**What you are asked to do:**
Word for word, retype the tail of the data below, starting with the line that has "SAMPLE = x=522, y=540" and including the last line.

* * *

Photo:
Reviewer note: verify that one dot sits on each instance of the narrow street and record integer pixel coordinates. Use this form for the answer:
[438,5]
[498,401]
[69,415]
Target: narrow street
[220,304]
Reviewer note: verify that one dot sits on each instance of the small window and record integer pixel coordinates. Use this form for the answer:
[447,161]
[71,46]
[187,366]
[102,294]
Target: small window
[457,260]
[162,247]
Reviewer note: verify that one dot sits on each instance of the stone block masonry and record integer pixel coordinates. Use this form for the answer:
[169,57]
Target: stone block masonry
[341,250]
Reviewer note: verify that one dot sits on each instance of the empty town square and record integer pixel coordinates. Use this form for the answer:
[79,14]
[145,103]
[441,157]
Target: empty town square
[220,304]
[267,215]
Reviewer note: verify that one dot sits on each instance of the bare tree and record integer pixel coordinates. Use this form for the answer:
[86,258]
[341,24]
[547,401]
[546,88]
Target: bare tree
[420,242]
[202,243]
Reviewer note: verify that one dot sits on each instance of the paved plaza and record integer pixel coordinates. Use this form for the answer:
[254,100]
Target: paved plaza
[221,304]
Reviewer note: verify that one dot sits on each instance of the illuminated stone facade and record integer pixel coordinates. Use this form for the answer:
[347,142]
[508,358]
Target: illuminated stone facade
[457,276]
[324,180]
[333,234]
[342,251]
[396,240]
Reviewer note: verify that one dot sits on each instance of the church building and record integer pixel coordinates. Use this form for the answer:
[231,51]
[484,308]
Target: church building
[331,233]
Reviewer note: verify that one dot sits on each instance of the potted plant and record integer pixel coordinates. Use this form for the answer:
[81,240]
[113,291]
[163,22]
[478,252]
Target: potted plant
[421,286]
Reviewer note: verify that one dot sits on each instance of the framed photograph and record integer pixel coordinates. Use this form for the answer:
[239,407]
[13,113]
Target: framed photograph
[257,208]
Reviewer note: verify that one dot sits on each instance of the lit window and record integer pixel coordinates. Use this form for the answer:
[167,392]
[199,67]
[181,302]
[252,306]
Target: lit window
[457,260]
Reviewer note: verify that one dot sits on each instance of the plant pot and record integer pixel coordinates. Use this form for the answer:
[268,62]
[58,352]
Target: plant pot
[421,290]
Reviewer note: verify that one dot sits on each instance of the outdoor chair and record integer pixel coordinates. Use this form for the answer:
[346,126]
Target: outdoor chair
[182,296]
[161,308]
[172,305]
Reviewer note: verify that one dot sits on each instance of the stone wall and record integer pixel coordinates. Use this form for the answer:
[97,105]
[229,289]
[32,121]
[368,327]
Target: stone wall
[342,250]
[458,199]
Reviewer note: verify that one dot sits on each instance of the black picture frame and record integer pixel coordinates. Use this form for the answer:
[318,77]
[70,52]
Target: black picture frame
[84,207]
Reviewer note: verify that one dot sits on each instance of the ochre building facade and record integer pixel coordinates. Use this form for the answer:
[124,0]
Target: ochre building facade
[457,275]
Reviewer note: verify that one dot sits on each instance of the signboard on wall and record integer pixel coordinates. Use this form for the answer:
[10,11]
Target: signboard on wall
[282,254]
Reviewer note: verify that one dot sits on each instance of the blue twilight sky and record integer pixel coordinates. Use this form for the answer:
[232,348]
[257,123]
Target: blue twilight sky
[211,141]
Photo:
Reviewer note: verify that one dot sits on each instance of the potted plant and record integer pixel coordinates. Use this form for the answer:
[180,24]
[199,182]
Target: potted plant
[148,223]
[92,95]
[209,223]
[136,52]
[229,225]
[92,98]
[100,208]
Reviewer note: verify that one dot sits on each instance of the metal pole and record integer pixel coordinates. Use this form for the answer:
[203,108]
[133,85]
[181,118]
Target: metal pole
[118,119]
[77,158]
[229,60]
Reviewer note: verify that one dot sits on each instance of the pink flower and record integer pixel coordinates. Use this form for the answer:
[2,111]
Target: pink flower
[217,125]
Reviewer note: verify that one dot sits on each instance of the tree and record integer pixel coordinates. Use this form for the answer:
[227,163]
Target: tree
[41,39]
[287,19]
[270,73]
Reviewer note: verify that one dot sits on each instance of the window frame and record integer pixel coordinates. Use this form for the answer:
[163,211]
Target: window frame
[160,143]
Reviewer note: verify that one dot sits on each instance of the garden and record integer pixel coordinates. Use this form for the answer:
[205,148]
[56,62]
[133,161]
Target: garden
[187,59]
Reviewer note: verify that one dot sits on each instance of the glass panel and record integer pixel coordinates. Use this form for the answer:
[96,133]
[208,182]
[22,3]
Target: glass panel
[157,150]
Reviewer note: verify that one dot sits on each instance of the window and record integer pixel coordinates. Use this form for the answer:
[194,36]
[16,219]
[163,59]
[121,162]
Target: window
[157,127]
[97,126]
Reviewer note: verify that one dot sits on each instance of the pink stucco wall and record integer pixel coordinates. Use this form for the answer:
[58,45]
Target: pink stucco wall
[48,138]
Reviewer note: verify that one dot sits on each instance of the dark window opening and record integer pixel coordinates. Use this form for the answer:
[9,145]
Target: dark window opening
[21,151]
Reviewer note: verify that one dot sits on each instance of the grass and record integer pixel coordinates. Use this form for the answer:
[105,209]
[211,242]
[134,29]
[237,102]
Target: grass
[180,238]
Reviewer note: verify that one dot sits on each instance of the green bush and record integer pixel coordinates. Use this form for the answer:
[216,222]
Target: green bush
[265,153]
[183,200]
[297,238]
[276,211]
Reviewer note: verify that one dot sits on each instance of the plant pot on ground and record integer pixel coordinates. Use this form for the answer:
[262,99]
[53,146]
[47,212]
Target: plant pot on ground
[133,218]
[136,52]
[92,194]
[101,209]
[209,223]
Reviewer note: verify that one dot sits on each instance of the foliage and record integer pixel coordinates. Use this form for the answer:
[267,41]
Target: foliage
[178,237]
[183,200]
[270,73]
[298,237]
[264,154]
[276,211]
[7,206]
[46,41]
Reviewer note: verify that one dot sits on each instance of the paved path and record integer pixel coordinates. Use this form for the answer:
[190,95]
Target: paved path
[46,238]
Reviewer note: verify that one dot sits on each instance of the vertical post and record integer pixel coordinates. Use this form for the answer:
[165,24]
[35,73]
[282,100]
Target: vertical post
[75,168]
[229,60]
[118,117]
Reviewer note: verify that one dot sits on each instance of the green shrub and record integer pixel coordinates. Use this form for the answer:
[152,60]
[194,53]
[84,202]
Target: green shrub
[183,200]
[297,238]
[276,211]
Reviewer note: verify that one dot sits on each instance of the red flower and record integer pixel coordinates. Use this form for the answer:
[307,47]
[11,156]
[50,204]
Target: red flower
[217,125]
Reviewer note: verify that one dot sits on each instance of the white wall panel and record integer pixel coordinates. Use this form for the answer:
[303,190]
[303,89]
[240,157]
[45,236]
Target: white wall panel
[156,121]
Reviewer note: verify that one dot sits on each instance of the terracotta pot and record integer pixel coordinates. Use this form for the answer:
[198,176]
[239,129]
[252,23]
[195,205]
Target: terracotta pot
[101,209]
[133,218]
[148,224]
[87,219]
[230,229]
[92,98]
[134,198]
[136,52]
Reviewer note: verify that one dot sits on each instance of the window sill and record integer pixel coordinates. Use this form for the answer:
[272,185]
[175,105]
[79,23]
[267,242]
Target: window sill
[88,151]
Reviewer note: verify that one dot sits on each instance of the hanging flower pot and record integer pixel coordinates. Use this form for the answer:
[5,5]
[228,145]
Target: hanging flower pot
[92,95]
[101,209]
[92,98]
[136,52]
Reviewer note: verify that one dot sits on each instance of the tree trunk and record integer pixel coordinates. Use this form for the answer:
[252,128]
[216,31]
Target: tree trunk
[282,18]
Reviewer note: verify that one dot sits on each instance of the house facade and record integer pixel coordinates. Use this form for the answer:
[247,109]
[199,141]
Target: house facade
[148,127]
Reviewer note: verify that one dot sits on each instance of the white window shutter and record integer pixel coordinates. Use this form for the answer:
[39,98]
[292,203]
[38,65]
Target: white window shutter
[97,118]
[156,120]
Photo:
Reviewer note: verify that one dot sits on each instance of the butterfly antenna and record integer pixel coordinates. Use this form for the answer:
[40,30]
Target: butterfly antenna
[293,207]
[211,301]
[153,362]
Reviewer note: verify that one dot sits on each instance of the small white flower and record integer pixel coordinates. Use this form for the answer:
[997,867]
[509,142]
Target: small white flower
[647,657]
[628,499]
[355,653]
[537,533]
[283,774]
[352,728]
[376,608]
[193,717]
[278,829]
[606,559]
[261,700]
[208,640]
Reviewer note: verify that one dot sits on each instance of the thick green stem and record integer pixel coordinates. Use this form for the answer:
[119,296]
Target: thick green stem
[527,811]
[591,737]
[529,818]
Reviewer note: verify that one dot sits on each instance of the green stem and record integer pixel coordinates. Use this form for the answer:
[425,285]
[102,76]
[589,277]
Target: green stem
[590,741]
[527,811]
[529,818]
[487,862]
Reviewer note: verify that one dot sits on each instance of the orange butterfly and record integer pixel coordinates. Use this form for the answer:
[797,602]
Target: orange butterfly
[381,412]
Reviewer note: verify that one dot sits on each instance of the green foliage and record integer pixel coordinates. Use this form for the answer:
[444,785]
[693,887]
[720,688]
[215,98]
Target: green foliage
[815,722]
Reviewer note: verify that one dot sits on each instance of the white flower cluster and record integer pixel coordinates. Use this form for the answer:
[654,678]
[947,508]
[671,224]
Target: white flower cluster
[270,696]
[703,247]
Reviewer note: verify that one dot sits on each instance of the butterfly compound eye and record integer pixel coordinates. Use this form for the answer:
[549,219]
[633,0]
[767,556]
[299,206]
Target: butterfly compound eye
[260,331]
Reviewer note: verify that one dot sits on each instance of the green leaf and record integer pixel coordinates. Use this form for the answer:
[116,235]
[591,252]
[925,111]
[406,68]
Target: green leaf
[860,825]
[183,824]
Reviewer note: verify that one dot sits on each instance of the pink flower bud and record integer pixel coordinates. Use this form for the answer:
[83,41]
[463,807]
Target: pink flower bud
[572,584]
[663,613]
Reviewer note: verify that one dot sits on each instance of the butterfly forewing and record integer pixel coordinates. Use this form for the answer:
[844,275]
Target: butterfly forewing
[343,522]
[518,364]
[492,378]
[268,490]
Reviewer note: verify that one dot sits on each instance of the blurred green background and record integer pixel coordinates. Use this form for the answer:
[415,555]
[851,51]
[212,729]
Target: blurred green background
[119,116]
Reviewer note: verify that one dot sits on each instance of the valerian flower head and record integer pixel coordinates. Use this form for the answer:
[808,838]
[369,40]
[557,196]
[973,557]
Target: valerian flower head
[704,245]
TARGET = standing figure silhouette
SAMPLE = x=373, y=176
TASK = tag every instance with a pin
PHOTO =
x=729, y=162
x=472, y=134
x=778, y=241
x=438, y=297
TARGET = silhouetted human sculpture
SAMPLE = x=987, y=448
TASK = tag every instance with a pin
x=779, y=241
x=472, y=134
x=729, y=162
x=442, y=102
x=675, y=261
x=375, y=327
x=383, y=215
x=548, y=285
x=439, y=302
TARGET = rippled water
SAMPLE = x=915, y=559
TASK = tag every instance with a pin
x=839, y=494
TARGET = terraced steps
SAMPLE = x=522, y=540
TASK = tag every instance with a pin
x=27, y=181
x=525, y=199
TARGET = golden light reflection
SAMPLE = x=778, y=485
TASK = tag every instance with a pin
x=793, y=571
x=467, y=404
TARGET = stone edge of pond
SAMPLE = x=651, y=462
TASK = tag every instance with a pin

* * *

**The completed task:**
SAMPLE = x=522, y=540
TASK = tag every instance with a pin
x=27, y=181
x=525, y=199
TARGET = golden light reflection
SAMPLE = x=778, y=485
TASK = tag every instance with a pin
x=793, y=571
x=467, y=404
TARGET = stone edge of pond
SAMPLE = x=651, y=462
TASK = tag every instance with a pin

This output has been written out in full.